> [EXERCISE OBJECTIVE]: Copy every one of the lines below verbatim, with no changes.

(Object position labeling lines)

* Begin *

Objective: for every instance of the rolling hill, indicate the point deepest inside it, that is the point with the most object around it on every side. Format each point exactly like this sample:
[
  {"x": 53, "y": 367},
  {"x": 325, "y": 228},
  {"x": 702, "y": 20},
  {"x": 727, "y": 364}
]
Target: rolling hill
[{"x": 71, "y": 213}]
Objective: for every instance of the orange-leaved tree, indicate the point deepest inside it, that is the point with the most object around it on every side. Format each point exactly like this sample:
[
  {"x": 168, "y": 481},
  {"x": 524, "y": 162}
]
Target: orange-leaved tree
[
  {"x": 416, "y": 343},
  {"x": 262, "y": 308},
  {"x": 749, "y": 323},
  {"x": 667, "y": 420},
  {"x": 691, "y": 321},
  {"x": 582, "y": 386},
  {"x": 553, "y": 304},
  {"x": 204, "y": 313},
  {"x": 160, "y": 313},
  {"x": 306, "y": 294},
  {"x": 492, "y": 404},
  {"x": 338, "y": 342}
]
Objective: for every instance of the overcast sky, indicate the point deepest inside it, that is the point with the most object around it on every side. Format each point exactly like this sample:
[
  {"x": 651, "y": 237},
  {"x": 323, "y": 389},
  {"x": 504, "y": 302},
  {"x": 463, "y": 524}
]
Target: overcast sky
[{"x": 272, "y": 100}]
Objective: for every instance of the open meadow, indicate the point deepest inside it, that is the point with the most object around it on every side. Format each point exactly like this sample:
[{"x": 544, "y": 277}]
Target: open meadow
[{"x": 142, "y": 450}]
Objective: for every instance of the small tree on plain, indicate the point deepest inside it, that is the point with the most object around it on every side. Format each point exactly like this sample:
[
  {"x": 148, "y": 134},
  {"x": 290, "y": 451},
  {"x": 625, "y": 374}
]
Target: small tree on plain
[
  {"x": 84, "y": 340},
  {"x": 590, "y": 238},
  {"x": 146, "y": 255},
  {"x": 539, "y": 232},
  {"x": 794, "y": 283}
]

* End *

> [FINAL RESULT]:
Objective: for every instance of the rolling hill, indicate the point deepest inside it, that is the point with the most object around it on every side. Format each point exactly like this sample:
[
  {"x": 53, "y": 367},
  {"x": 325, "y": 228},
  {"x": 702, "y": 20},
  {"x": 727, "y": 364}
]
Target: rolling hill
[{"x": 71, "y": 213}]
Objective: for every instance of the orange-leaved tree, indicate the point deepest inside it, that is the point with the most object around it on every side. Format each point exactly like this sample:
[
  {"x": 168, "y": 481},
  {"x": 524, "y": 162}
]
Target: orange-leaved tree
[
  {"x": 416, "y": 343},
  {"x": 262, "y": 308},
  {"x": 749, "y": 323},
  {"x": 667, "y": 420},
  {"x": 691, "y": 321},
  {"x": 582, "y": 386},
  {"x": 553, "y": 304},
  {"x": 204, "y": 313},
  {"x": 160, "y": 313},
  {"x": 306, "y": 294},
  {"x": 492, "y": 404},
  {"x": 338, "y": 342}
]
Objective: for every instance of the overcast sky, indicate the point deepest inside it, that is the point with the most object around it on every side. Format each point exactly like this sample:
[
  {"x": 651, "y": 237},
  {"x": 323, "y": 389},
  {"x": 504, "y": 302},
  {"x": 463, "y": 524}
]
Target: overcast sky
[{"x": 272, "y": 100}]
Objective: for every instance of the open meadow, indicate the point deepest inside it, that is the point with the most object around it on every side. Format each point exactly like this sample:
[{"x": 544, "y": 277}]
Target: open meadow
[{"x": 142, "y": 450}]
Objective: for every instance of the small tree on plain, indicate the point deepest inside it, that is the point with the most object around it on every side. Format each point exactly like this sample:
[
  {"x": 148, "y": 134},
  {"x": 290, "y": 451},
  {"x": 625, "y": 374}
]
Target: small tree on plain
[
  {"x": 84, "y": 340},
  {"x": 590, "y": 238},
  {"x": 146, "y": 255},
  {"x": 539, "y": 232},
  {"x": 794, "y": 283}
]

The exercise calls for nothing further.